Exercise prompt ▸
Each entry should be set down again verbatim, with the images omitted.
Data section: Begin
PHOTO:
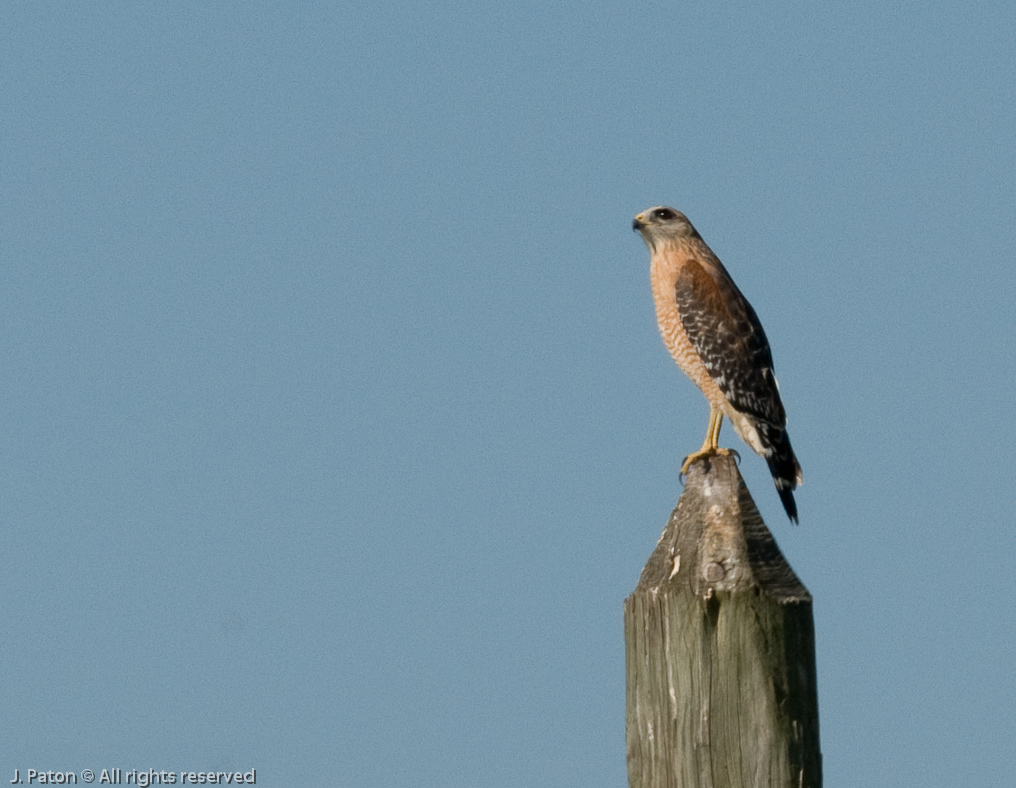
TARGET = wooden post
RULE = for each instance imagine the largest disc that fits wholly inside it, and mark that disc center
(719, 647)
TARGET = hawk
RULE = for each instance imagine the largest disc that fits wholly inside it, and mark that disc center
(714, 335)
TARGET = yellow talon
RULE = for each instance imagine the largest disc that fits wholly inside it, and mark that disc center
(711, 445)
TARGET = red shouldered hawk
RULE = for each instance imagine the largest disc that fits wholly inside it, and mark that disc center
(714, 335)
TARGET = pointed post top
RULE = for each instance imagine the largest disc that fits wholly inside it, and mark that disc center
(715, 540)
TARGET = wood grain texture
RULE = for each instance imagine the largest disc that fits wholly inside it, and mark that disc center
(719, 644)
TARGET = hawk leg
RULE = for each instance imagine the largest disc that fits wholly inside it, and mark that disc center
(711, 445)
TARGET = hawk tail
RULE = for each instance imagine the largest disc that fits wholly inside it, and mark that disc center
(785, 472)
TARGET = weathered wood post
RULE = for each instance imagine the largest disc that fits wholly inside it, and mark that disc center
(719, 647)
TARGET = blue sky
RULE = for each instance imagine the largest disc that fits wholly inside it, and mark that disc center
(336, 423)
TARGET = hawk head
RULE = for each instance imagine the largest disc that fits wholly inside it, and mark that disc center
(661, 224)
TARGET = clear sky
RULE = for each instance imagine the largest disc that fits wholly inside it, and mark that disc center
(336, 425)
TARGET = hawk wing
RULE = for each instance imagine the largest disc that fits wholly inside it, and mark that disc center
(726, 333)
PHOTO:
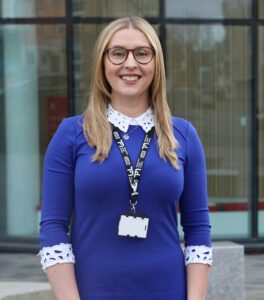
Data section: End
Result below ▸
PHOTO:
TARGET = wooden post
RULE = for each instance imagine the largest disc that fits wholly inside it, and mark that disc center
(719, 647)
TARGET = hawk
RULE = for each instance imagine the largest disc that fits wholly inside it, and mark that disc center
(714, 335)
TARGET = yellow talon
RULE = for each instance imagine the largest disc that fits wholly inside it, and mark that disc center
(711, 445)
TARGET = red shouldered hawk
RULE = for each instance imagine the largest disc that fits wholly inside it, and mark that disc center
(714, 335)
TARGET = pointed post top
RULE = for each instance imagine the largest disc that fits wholly inside it, and mark that disc center
(715, 540)
TARGET = wood grain texture
RULE = for each instance imagine the largest disc that fits wholly inside it, and mark that disc center
(719, 644)
TARGET = hawk leg
RULE = for each instance imagine the largest disc that fits wholly inside it, and mark that disc center
(711, 445)
TARGET = hawk tail
RULE = for each instance imagine the largest disc that fits wholly inside it, and mark that disc center
(785, 472)
TARGET = weathered wood post
RULE = for each instance imagine the largest disc that fits wholly inside it, and mark that disc center
(719, 647)
TARGET = blue sky
RULE = for each instance imagine the largest disc that fits wholly inside it, and mark that disc center
(336, 423)
TARGET = hawk head
RULE = for each instance imagine the largest disc that fits wholly inside it, and mark that disc center
(661, 224)
TARGET = clear sky
RULE = for each instance imagine the largest disc that fits wholly inside it, and mark that disc center
(336, 425)
TARGET = hawk wing
RULE = for each instance imagine the largest disc that fits wholly inside it, and mark that disc center
(726, 333)
PHOTO:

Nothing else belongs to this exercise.